## Task 1:
In the essay on careers in simulation, what share of their market value would companies contribute each year to the American Equity Fund, and in what form?
## Task 2:
Carry on the essay on careers in simulation, starting after its final sentence.

## Passage provided:

- Opening Delimiter -

Your Career in Simulation

Your next career might take place entirely in simulation.

Two thousand companies and three hundred billion dollars of market cap. These are the staggering outputs of startup incubator Y Combinator since it launched in 2005. Sam Alman was president of Y Combinator and later became the CEO of OpenAI. With one foot in startups and the other in AI, Altman has an interesting vantage point from which to make predictions. In his essay, Moore’s Law for Everything, Altman speculates that AIs will drastically accelerate the worsening wealth inequality in this country and beyond. To stave this off he proposes something called the American Equity Fund which will channel the machine-driven corporate bounty into a Universal Basic Income for every American adult.

Altman would populate this fund two ways. First, by having companies contribute 2.5% of their market value every year in shares, not in cash. Second, with a new steep federal tax on land. Altman interestingly argues that land is one of the few things that AIs cannot devalue since there is a fixed supply. Altman says that increasingly AIs will do all the work, but with his system, we will all get some of the gains. What he doesn’t address, which is what interests me here, is what will people do with all their free time if the machines are doing all the work?

VATSIM: Air Traffic Control Simulator

Enter the Virtual Air Traffic Simulation Network (VATSIM). This is an organization with over 100,000 active members who perform as air traffic controllers for pilots who are flying simulated airplanes. The pilots can join virtual airlines, such as United Virtual, and their flights take place in real-time. So a five-hour flight takes the pilot five hours to complete. The air traffic controller at a busy virtual airport might be juggling dozens of planes, using special controller software while talking to each virtual pilot by voice. It can get really intense. You could call it a game, but if so it’s a game where the objective is simply to behave exactly as if it’s not a game, as if it were real.

The interesting thing though is what happens in Altman’s future when AIs take over the jobs of flying the real planes and talking to those planes from the ground? I strongly suspect VATSIM will continue on as it is today. So then it will no longer be just a simulation of the airline industry, it will be a historical simulation of how the airline industry used to be before AIs took over. It will be a simulation frozen in time, forever. So what will people do when the AIs are doing all the real work? For many people work provides more than an income, it provides meaning and purpose. It provides a reason to get out of bed in the morning. It provides a medium for connecting to other people, for talking about the world and your life.

- Closing Delimiter -

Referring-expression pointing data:
- Opening Delimiter -

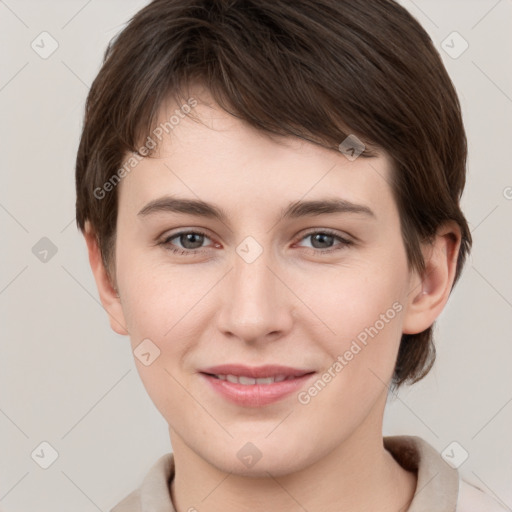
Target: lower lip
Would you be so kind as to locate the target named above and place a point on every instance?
(256, 395)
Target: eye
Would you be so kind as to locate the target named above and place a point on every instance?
(322, 241)
(191, 242)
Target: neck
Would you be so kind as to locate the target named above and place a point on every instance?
(360, 474)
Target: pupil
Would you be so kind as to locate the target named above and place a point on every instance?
(322, 237)
(189, 237)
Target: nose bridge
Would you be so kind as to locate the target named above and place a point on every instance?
(255, 303)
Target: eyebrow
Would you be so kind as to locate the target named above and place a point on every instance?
(293, 210)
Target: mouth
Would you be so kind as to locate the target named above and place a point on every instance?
(250, 381)
(255, 386)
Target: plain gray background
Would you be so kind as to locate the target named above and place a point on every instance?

- Closing Delimiter -

## Written response 1:
2.5% of their market value every year, paid in shares rather than cash.

## Written response 2:
Not everyone will be satisfied with watching streaming television and social networks all day. I suspect many people will be drawn to VATSIM-type networks where they will work in simulations, even if there is no money in it. And VATSIM is just scratching the surface. Imagine if you could be a detective in the 1950s, or advertising executive in the 1960s, or a real-estate mogul in the 1980s. But these are not games, they are not designed just to entertain you. They are jobs, they will require many hours of actual work. And you have to conduct yourself by the rules of the simulation or you will be kicked out, relegated to some less-reputable and less-fun simulation. Instead, you need to work your way up. Do your job, play the role, be a good participant. Think of a festival like Burning Man. You are not supposed to show up and gawk. Yes, you are watching the show, but you are also putting on the show, at the same time.

Stranger Things (Netflix)

One reason The Queen’s Gambit and Stranger Things are set in other decades is that it’s much easier to tell those stories without the inconvenience of modern technology. If the Stranger Things kids had cell phones to text each other with, or if Beth Harmon logged into an internet chess server to practice, it would ruin those stories.

When AIs and robots meet everyone’s desires in the real world, people are going to crave living in the past, when you had to do things and talk to people. Every decade of America’s history and every century of the world has its own quirks and features based on the technology at that time.  We know from movies and TV that set designers can create amazing recreations of any point in the past, the AIs will do this even better, and we’ll enjoy simply inhabiting these places, beyond even our actual tasks. And this is not a video game, you are not the star, aliens are not going to attack. This will be real. You are one among many, playing your part. Making connections with real people who are playing their part. Kind of like in regular life.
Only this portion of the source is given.